EXERCISE OBJECTIVE
Count the lines in the items below that contain the string "tire", treating uppercase and lowercase letters as different. Reply with the number alone.

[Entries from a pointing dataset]
—————
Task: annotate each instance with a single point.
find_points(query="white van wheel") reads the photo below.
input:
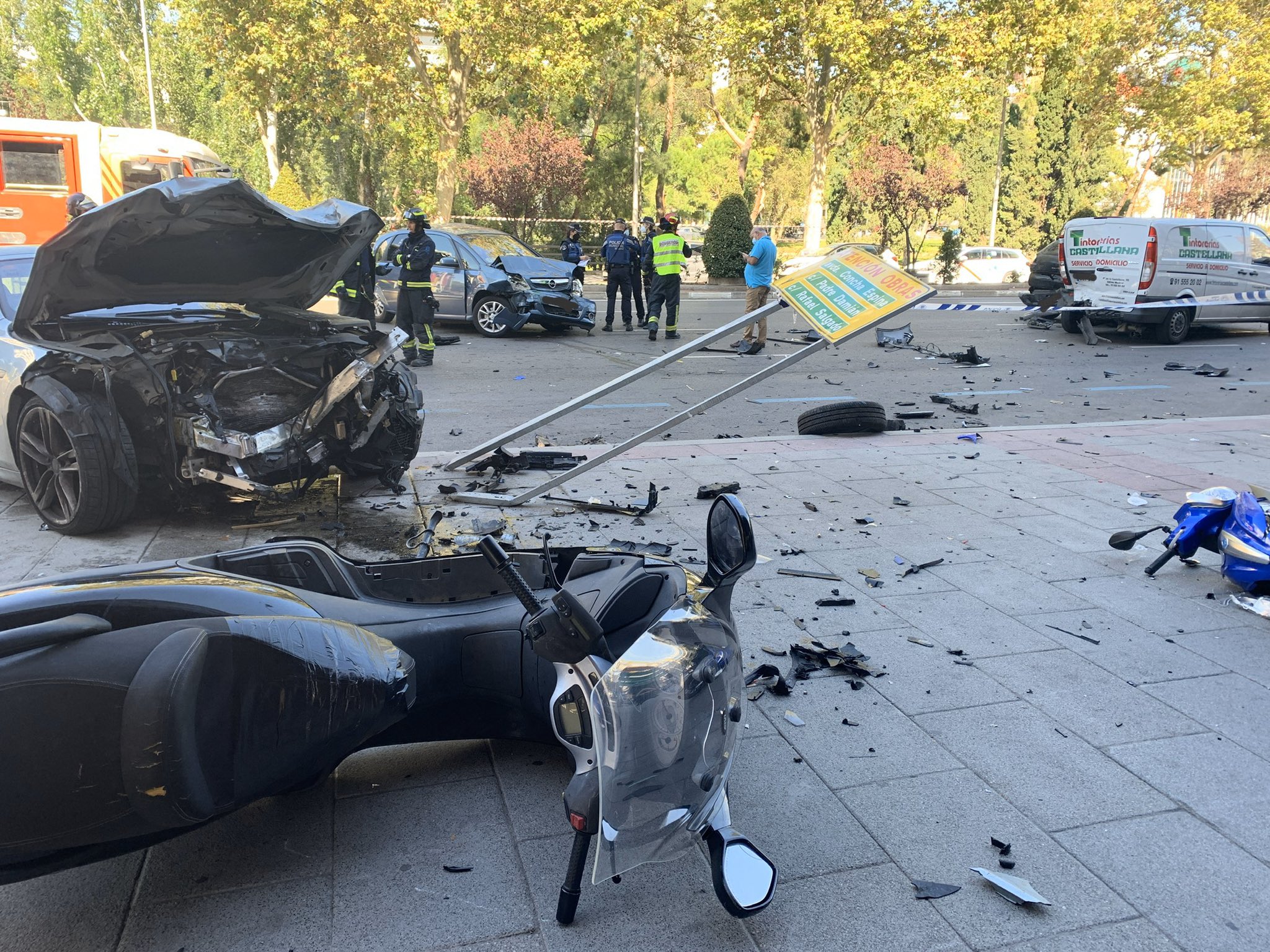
(1175, 327)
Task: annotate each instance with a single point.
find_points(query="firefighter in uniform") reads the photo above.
(668, 253)
(642, 284)
(356, 288)
(621, 254)
(415, 304)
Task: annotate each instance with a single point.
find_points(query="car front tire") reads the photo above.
(69, 478)
(487, 314)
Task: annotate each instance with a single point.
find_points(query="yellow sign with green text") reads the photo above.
(851, 293)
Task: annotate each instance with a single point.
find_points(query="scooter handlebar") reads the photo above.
(1160, 563)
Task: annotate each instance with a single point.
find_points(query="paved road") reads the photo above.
(1037, 377)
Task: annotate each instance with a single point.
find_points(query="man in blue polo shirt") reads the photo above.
(758, 283)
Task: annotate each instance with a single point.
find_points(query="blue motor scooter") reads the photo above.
(1222, 521)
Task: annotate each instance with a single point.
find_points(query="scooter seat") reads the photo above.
(120, 739)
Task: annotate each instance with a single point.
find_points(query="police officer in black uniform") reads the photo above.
(415, 304)
(356, 288)
(620, 253)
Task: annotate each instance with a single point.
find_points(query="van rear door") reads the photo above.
(1105, 259)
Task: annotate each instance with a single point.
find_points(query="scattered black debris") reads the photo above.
(933, 890)
(1075, 635)
(653, 549)
(502, 462)
(1015, 889)
(718, 489)
(915, 569)
(806, 574)
(595, 506)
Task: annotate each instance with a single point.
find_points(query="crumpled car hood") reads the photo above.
(190, 240)
(533, 267)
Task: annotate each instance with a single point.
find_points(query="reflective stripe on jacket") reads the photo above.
(668, 253)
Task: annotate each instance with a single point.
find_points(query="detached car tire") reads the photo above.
(484, 318)
(70, 479)
(848, 416)
(1175, 327)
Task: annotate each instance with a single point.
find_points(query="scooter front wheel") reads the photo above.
(1160, 563)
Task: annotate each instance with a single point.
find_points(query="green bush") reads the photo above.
(287, 190)
(950, 249)
(727, 239)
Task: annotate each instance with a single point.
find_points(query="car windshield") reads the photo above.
(494, 244)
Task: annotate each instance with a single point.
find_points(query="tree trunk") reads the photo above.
(267, 127)
(666, 143)
(813, 224)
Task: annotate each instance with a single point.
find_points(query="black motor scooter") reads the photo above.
(145, 701)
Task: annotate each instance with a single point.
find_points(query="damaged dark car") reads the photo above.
(163, 345)
(491, 280)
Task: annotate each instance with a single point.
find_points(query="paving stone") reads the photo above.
(380, 770)
(922, 679)
(1151, 604)
(840, 753)
(1055, 781)
(533, 777)
(76, 910)
(791, 815)
(281, 917)
(280, 838)
(1212, 776)
(670, 907)
(959, 620)
(1132, 936)
(1194, 884)
(1242, 650)
(808, 915)
(389, 855)
(1124, 649)
(1227, 703)
(939, 826)
(1086, 700)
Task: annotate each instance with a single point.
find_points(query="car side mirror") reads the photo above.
(730, 550)
(745, 880)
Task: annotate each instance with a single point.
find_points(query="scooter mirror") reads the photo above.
(1126, 540)
(730, 550)
(745, 880)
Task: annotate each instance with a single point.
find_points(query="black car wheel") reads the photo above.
(488, 318)
(1175, 327)
(69, 478)
(846, 416)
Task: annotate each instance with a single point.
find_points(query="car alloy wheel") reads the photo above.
(50, 465)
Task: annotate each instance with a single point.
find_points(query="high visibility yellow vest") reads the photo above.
(668, 254)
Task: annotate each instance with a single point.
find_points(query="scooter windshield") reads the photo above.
(667, 721)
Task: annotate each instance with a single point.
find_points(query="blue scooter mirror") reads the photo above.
(730, 550)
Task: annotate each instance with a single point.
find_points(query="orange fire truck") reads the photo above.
(43, 162)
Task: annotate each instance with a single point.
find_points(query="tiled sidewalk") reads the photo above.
(1132, 776)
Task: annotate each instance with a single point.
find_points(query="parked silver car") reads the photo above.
(117, 377)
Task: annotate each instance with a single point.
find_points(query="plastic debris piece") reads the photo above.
(1258, 606)
(717, 489)
(1015, 889)
(933, 890)
(804, 574)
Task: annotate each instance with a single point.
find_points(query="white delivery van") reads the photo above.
(1122, 262)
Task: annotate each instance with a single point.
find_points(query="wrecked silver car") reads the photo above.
(117, 375)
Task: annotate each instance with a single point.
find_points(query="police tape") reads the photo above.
(1242, 298)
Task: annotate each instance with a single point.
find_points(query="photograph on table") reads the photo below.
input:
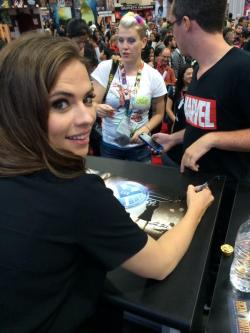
—————
CORRECT ANSWER
2